BEGIN Given data

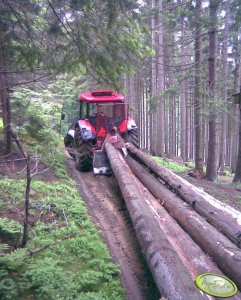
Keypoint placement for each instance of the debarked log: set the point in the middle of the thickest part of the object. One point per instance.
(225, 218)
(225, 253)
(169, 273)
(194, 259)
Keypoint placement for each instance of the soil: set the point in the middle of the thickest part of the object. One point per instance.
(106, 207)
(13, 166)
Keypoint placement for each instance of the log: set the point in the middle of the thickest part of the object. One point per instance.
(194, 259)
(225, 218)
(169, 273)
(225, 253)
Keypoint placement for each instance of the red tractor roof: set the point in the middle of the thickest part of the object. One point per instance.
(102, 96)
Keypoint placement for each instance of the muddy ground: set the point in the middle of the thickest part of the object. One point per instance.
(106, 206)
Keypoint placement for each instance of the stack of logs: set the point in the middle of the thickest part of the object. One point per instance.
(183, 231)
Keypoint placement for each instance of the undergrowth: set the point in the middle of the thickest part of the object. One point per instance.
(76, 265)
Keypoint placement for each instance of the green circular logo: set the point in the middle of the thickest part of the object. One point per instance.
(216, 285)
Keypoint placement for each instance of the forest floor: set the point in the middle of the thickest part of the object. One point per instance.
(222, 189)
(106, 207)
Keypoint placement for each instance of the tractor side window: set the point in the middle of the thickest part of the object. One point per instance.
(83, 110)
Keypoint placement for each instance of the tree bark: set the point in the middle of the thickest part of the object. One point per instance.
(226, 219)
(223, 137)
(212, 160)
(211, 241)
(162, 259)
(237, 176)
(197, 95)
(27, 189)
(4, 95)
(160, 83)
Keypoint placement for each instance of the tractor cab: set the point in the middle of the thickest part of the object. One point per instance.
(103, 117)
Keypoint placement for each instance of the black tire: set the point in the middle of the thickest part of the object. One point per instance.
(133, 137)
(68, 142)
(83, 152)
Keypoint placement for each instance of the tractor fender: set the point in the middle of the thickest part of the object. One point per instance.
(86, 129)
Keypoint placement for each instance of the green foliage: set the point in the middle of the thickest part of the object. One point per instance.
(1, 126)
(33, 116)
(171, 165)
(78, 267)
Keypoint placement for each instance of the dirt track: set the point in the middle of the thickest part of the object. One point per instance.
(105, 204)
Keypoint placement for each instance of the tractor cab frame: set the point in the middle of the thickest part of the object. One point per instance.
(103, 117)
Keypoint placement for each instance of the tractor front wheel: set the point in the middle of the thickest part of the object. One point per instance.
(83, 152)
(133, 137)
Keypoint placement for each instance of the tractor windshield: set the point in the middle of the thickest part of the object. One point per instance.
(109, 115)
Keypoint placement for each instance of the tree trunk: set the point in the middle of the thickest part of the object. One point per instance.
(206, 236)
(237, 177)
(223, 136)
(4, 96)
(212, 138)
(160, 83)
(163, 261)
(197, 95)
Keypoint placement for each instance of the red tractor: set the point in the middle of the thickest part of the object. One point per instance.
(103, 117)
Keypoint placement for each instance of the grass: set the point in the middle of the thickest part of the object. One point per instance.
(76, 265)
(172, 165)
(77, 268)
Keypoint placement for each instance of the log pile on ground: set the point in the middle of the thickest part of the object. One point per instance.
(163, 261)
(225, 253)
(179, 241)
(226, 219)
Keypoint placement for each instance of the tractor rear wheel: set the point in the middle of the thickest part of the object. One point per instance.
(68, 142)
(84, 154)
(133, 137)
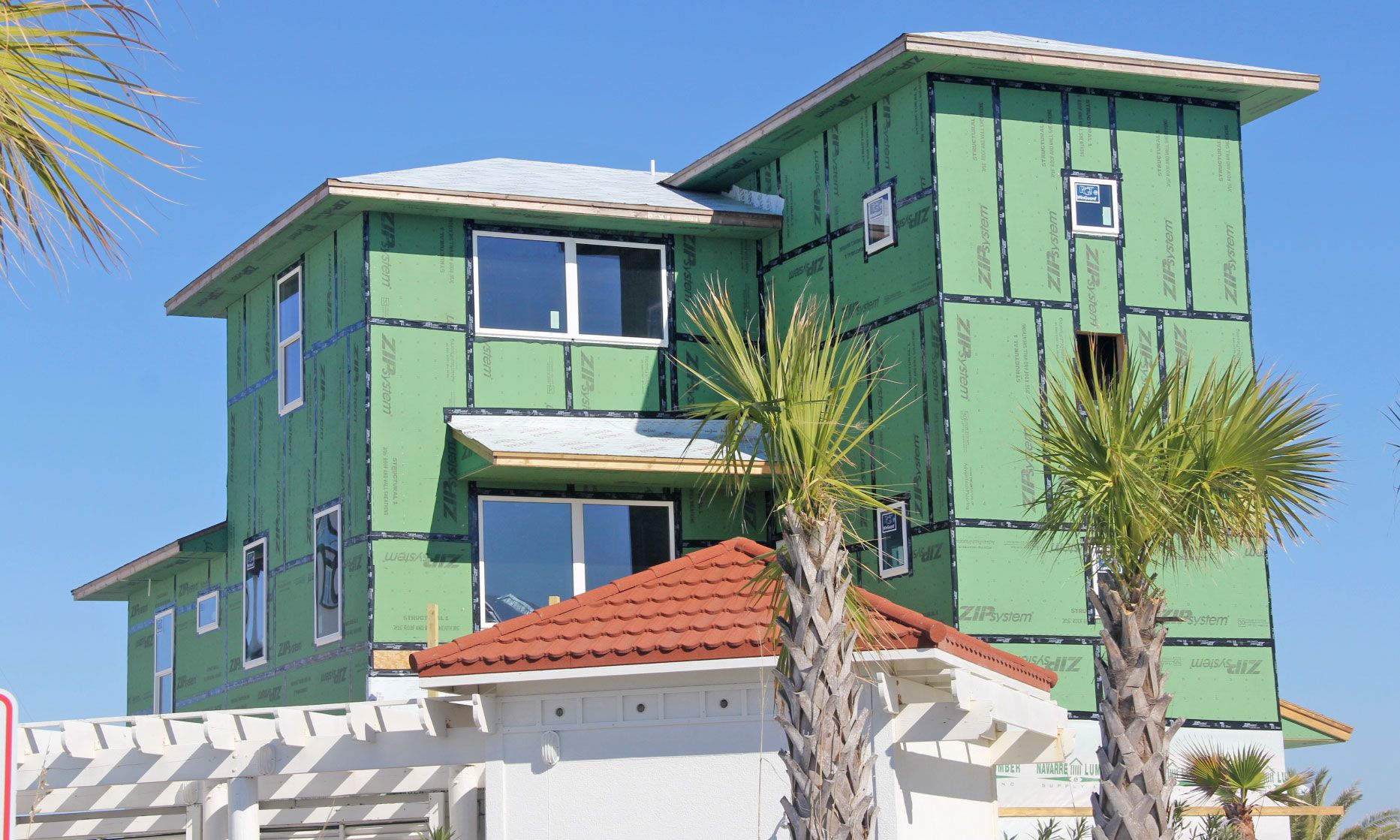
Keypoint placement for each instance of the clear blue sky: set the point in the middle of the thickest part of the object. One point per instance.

END Given data
BEGIN Given data

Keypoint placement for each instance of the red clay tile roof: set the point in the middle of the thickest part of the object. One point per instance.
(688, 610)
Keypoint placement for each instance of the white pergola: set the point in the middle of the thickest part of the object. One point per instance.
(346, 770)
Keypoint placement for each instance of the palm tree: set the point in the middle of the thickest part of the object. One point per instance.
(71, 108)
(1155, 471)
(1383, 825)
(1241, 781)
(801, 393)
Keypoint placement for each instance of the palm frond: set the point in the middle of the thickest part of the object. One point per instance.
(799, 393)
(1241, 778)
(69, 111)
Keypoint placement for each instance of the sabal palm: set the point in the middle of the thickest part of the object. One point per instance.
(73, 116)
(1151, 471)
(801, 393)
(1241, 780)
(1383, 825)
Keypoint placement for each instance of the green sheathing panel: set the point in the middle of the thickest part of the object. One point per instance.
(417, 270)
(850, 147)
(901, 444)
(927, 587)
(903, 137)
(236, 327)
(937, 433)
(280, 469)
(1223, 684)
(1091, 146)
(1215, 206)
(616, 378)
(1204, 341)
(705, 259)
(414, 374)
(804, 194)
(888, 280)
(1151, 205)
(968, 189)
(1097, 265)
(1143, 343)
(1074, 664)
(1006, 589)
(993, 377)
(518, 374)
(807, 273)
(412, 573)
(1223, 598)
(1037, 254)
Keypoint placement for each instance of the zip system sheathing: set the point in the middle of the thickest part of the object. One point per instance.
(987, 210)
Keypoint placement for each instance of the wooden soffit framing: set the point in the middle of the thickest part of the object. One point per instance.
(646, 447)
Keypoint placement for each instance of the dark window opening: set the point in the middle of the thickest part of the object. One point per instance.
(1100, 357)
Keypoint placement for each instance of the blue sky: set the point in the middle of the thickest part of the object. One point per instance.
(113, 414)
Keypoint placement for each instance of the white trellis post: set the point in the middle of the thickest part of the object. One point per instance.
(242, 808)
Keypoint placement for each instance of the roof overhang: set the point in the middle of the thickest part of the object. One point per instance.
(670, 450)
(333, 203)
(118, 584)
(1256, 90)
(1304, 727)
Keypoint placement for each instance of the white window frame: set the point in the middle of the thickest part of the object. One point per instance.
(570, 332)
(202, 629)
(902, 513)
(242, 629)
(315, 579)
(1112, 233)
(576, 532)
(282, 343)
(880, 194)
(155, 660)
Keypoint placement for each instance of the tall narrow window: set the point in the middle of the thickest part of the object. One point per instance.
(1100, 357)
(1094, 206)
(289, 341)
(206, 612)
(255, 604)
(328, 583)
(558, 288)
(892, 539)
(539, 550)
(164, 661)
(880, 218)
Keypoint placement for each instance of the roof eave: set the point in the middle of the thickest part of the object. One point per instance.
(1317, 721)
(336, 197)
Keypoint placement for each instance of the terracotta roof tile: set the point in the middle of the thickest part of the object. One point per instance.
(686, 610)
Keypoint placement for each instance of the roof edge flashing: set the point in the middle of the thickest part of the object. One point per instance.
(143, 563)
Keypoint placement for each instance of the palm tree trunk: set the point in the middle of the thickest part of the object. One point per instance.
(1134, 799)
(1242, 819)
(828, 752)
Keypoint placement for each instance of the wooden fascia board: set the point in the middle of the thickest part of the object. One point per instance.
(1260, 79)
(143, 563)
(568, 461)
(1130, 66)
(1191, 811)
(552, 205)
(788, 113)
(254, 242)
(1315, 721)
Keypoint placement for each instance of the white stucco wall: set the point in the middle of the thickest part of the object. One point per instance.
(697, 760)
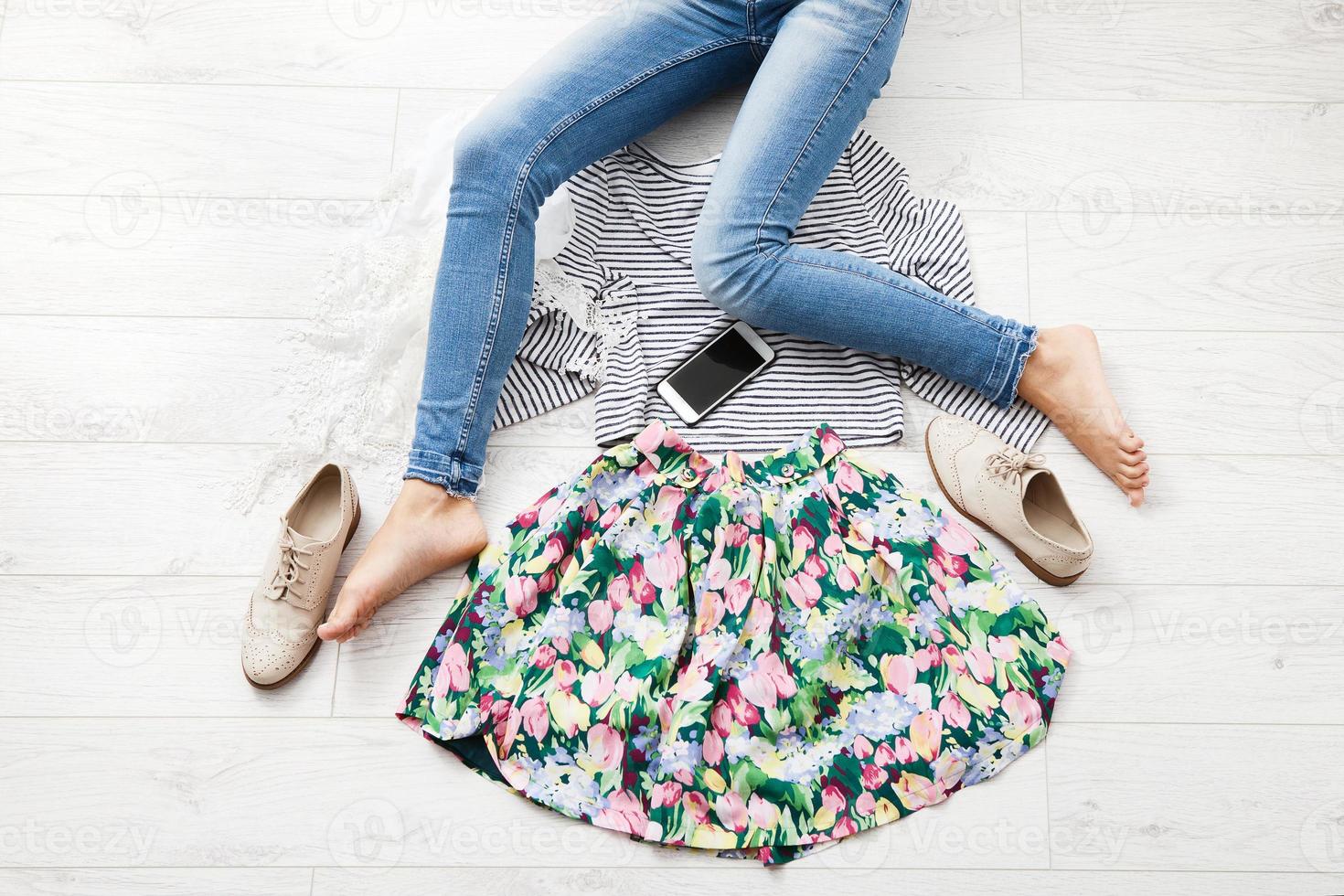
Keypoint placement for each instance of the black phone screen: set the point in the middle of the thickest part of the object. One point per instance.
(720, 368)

END Given data

### What to do
The lines to reproduce run from the one above containing "tractor windshield: set" through the one containing "Keypoint placement for each instance of the clear". Copy them exactly and leave out all pictures.

### Answer to this task
Keypoint placement for each instance of the tractor windshield: set the point in the middle of the thickest part of the object. One point per instance.
(109, 115)
Keypoint placement for each instance of the tree trunk: set the point in the middle of the thickest part of the object. One point per instance.
(206, 236)
(237, 177)
(223, 136)
(4, 96)
(212, 138)
(160, 83)
(163, 261)
(197, 95)
Keypoint placement for each instance of the red tractor: set the point in the middle of the thickest part of the object. One point per instance.
(103, 117)
Keypoint placement for each instance of the grass: set the point in the middle of the thickest part of the object. One point per instance.
(76, 265)
(172, 165)
(77, 268)
Keypoint placement for each instance of the log pile on ground: set the point in the middle of the thickest part of the object. One point per instance.
(163, 261)
(225, 253)
(179, 241)
(226, 219)
Keypoint placement for each instance of the tractor rear wheel: set the point in the middle of the thickest part of the object. One point per instance.
(68, 142)
(84, 154)
(133, 137)
Keypoint placement for each instance of the clear blue sky: set the point in the middle of the thickest part of the object. One point per instance.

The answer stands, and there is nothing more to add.